◆ **TASK**
Please copy out every line of the material below, word for word and with no changes.

◆ **DATA FOR THE TASK**

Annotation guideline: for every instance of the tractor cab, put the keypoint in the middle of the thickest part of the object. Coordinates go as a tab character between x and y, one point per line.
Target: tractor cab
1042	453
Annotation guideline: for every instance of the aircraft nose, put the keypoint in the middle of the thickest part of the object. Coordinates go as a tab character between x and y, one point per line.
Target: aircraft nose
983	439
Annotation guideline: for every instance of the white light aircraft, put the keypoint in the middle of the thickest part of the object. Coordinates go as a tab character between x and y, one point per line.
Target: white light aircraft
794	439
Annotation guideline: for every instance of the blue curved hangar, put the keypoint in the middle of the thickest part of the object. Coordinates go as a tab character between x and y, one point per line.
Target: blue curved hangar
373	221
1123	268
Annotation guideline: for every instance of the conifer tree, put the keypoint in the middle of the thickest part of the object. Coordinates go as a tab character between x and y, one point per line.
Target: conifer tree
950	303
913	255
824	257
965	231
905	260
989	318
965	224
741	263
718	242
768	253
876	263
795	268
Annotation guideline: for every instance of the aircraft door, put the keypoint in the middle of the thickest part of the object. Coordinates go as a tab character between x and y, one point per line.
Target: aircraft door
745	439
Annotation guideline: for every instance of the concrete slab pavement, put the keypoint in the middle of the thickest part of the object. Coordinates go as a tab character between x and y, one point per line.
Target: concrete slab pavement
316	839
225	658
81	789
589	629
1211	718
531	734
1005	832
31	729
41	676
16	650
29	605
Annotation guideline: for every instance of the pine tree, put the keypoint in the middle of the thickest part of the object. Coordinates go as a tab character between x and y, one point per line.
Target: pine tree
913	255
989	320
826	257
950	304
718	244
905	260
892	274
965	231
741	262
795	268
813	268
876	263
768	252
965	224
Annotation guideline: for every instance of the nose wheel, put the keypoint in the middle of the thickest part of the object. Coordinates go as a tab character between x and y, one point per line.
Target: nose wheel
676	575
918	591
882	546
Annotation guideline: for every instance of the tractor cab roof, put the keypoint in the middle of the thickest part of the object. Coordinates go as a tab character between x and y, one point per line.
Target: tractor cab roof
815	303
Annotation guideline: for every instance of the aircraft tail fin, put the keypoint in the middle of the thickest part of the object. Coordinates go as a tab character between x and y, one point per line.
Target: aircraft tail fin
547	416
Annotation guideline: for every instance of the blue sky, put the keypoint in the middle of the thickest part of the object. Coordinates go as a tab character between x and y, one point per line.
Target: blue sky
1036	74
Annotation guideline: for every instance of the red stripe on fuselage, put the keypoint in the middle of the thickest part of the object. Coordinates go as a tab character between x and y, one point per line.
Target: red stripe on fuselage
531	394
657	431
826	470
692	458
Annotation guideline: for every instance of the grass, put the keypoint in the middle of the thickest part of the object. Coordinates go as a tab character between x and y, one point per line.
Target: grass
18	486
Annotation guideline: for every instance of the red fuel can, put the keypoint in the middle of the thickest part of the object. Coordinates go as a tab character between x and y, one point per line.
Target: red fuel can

◆ **COMPLETE RESPONSE**
Annotation guideline: for every instance of the tractor cab, put the keypoint in the middle of the thickest part of the object. Coordinates go as a tab character between x and y, one point per line.
Target: tractor cab
1042	453
Annotation guideline: for every instance of the aircraft nose, put the keypoint in the middle of the thickest part of the object. Coordinates go as a tab character between x and y, one point per line.
Target: aircraft nose
983	439
Annotation guideline: for every instance of the white light aircraft, put the keypoint in the middle of the thickest part of the object. Coordinates go as a tab character between x and y, one point per line.
Target: white light aircraft
794	439
Annotation guideline: for every instance of the blue curved hangar, put the keypoint in the middle of the thickest part of the object. Coordinates go as a tab character between x and y, one point per line.
Target: blue curved hangar
373	221
1123	268
Annotation guideline: for every instance of the conifer tree, put the keypoint in the middle of the thickest part of the object. Coordinates go as a tab character between x and y, one point per line.
Target: conifer tree
950	303
913	255
824	257
965	231
905	260
989	318
965	224
741	263
718	242
768	253
876	263
795	268
Annotation guideline: for every instance of the aircraft door, put the keypoint in the middle of the thickest part of the object. Coordinates go as a tab character between x and y, one point per line.
Target: aircraft door
745	439
Annotation guideline: for every instance of the concrete slab pavement, put the keypoint in the middle of the thickest part of the object. Coordinates go as a tab character between x and y, one point per line.
Target: concrete slab pavement
316	839
225	658
81	789
589	629
1211	718
531	734
1005	832
31	729
41	676
16	650
29	605
Annotation guideline: for every instance of the pine tree, put the keypoint in the middle of the thickest part of the object. Coordinates go as a tab character between x and y, one point per line.
Target: pine tree
913	255
989	320
826	257
950	304
718	244
905	260
892	274
965	231
741	262
795	268
813	268
876	263
768	252
965	224
Annotation guideline: for every instance of the nose wheel, put the keypoint in the middle of the thickest part of the object. Coordinates go as a tab character between x and y, one point per line.
Target: nose wheel
676	575
918	591
882	546
Annotation guideline: for every instance of the tractor cab roof, put the keypoint in the middle of the thickest part of the object. Coordinates go as a tab character between x and y, one point per line.
Target: tractor cab roof
815	303
Annotation guideline: for every instance of the aircraft tail fin, put the keypoint in the middle of the thickest part of the object. Coordinates go as a tab character between x and y, one point per line.
Target: aircraft tail fin
547	416
Annotation guideline: for every instance of the blue sky, put the keypoint in the middle of the thickest part of the object. Coordinates go as a tab character between x and y, one point per line.
Target: blue sky
1036	74
Annotation guideline: for every instance of the red stripe on fuselage, put the keypoint in the middle of the thickest part of the object. Coordinates go as a tab character between x and y, one point per line.
Target: red stripe on fuselage
531	394
657	431
826	470
692	458
Annotation guideline: for every instance of the grass, put the keypoint in the middle of the thickest part of the object. Coordinates go as a tab character between x and y, one point per line.
Target: grass
18	486
Annotation guideline: for every instance of the red fuel can, put the keypoint in the middle of the thickest part of the object. Coordinates go as a tab character between x and y, one point per line.
Target: red fuel can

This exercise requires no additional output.